(Datensätze)
# # # # #

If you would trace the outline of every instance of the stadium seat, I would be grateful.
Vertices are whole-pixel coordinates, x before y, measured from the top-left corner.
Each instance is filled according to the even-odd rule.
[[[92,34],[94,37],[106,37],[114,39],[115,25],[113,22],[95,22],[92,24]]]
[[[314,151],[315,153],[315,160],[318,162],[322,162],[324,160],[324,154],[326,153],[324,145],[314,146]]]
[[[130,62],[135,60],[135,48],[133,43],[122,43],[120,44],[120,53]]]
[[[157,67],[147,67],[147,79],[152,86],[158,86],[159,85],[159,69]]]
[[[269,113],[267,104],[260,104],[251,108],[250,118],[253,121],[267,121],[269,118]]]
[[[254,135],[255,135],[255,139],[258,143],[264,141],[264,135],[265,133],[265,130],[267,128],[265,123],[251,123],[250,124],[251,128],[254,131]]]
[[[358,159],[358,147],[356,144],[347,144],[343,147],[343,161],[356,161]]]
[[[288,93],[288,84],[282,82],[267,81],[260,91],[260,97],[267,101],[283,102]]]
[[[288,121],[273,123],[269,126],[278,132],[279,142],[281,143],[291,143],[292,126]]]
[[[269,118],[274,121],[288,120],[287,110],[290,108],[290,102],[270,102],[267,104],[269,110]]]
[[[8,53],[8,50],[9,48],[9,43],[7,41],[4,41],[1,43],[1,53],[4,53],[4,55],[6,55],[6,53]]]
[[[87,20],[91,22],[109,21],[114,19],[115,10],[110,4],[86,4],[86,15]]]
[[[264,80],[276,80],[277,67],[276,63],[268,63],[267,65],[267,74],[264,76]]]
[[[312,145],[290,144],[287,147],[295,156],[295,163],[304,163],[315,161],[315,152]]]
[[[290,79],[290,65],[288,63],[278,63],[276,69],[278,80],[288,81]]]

# # # # #

• AUFGABE:
Gib die Zeilen vom Anfang des Materials bis einschließlich der Zeile mit „Each instance is“ als nummerierte Liste wieder. Lass dabei Leerzeilen weg.

• ANTWORT:
1. If you would trace the outline of every instance of the stadium seat, I would be grateful.
2. Vertices are whole-pixel coordinates, x before y, measured from the top-left corner.
3. Each instance is filled according to the even-odd rule.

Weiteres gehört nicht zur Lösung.